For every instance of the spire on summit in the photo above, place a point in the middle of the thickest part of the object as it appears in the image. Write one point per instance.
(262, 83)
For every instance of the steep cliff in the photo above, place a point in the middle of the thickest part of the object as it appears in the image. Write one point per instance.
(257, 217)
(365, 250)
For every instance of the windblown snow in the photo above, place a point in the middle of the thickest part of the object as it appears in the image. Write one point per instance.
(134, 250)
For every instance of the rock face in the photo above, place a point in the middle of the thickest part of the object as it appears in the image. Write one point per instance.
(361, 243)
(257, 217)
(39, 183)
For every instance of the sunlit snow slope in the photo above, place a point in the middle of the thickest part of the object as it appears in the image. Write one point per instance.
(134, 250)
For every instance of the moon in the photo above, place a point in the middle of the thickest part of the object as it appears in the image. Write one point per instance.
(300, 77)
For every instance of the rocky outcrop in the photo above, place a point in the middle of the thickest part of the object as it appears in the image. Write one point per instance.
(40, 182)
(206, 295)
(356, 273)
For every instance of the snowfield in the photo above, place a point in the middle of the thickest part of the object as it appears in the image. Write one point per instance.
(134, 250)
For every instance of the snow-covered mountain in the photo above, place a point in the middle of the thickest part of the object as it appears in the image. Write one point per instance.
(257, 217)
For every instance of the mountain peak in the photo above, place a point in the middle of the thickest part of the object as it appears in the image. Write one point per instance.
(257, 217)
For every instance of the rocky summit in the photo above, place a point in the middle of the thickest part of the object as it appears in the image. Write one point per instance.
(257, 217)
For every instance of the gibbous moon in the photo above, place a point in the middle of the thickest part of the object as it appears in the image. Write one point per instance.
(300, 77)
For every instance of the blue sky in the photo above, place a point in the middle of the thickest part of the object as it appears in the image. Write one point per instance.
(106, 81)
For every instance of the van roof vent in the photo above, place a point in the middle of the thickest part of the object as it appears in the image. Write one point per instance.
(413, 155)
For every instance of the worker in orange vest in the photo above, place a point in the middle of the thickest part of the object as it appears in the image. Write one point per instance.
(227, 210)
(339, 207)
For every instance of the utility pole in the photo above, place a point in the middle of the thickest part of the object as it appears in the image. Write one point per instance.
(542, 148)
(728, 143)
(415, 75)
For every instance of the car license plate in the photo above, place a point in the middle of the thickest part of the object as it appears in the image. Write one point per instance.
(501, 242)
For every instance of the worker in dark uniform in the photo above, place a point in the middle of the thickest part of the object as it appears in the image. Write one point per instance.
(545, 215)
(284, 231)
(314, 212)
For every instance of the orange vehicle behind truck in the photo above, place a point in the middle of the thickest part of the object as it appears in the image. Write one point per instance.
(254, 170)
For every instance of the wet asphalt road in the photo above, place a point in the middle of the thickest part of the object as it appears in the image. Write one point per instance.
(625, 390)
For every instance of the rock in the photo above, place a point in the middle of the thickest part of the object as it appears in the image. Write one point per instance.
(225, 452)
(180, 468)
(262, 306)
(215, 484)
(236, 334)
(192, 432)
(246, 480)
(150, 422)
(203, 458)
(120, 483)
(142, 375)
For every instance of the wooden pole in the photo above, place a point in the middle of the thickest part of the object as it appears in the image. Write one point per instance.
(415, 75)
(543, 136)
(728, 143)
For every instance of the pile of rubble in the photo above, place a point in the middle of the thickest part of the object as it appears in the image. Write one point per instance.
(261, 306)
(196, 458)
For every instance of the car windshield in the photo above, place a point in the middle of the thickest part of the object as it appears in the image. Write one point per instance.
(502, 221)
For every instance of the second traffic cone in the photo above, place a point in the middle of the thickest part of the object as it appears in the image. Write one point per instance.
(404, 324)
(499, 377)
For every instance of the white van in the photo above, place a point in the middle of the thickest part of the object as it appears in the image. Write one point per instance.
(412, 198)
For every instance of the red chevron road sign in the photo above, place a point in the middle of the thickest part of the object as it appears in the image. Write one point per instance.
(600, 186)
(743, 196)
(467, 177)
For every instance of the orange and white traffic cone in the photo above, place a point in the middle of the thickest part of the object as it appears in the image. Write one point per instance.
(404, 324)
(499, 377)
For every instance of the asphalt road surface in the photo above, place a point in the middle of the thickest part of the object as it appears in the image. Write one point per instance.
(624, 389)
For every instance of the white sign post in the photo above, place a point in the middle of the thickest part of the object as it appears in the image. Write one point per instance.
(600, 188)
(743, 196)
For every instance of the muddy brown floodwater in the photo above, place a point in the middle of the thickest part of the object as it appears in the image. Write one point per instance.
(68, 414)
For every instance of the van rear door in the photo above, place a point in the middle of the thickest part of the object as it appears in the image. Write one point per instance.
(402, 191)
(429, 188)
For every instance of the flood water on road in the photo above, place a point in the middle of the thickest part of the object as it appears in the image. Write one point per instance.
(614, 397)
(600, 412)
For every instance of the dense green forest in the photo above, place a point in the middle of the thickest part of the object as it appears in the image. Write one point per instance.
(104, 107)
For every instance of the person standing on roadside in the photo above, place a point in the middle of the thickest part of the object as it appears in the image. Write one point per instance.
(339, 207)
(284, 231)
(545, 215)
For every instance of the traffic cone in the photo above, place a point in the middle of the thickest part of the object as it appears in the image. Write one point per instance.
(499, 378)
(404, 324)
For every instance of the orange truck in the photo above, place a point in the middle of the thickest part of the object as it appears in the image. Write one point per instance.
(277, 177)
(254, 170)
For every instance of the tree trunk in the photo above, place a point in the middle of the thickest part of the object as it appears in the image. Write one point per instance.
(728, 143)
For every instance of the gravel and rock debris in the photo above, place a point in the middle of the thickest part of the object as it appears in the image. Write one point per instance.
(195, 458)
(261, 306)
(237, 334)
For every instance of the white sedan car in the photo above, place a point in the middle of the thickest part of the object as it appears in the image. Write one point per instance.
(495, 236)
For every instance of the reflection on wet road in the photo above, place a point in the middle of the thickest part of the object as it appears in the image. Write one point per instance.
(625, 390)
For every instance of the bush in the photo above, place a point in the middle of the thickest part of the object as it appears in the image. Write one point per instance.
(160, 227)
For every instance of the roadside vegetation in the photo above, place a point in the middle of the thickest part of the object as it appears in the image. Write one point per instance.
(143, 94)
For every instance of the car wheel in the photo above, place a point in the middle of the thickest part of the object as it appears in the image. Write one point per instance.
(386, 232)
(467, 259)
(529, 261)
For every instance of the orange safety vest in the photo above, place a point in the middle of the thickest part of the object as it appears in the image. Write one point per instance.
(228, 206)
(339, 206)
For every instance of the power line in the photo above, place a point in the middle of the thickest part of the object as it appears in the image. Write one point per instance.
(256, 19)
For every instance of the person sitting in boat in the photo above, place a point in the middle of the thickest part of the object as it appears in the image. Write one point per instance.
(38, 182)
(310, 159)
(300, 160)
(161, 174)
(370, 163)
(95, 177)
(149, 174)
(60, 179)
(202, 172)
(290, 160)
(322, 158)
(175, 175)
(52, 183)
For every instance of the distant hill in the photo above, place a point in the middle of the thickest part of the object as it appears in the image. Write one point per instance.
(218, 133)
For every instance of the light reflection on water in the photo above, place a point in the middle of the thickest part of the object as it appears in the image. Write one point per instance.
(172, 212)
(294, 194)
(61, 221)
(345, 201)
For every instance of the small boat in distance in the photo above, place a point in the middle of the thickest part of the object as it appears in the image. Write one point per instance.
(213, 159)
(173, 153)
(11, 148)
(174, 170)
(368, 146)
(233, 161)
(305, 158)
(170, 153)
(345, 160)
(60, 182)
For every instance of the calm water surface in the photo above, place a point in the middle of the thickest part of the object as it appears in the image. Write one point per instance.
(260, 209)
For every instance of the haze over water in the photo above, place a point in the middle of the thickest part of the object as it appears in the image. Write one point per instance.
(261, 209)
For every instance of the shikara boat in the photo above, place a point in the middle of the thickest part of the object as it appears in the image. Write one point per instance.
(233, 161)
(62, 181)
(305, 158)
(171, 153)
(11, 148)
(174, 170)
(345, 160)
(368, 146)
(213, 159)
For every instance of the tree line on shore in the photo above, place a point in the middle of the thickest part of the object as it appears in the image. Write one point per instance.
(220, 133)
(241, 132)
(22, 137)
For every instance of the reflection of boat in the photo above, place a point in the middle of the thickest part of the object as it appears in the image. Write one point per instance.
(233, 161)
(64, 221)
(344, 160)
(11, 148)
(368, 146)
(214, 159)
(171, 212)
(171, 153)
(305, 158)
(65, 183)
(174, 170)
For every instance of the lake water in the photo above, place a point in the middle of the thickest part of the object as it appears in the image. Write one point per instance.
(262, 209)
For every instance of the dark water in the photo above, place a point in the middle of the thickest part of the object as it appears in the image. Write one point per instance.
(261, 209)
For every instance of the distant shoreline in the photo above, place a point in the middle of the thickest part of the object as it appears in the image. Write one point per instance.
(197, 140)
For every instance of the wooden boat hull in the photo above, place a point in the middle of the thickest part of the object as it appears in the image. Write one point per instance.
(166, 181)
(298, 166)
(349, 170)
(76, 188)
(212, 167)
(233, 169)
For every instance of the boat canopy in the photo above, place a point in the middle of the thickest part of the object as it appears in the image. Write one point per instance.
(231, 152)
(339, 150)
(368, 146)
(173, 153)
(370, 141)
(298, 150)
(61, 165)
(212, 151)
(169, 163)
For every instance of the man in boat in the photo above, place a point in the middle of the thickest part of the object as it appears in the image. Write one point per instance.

**Work request:** Beginning at the line that contains "For every instance of the boat", give again every line down to the end of the material, exactly as written, and stop there.

**Response for this exercise:**
For every instance of the boat canopy in the photo above, place a point in the middle of the thickest part of the object as it appears in the image. Write one point per instance.
(231, 152)
(339, 150)
(368, 146)
(173, 153)
(370, 141)
(298, 150)
(61, 165)
(212, 151)
(169, 163)
For every instance of the man in boat in the photo above, place a point in the middle of the thickest part of the object as it appears in the image. Write one point per instance.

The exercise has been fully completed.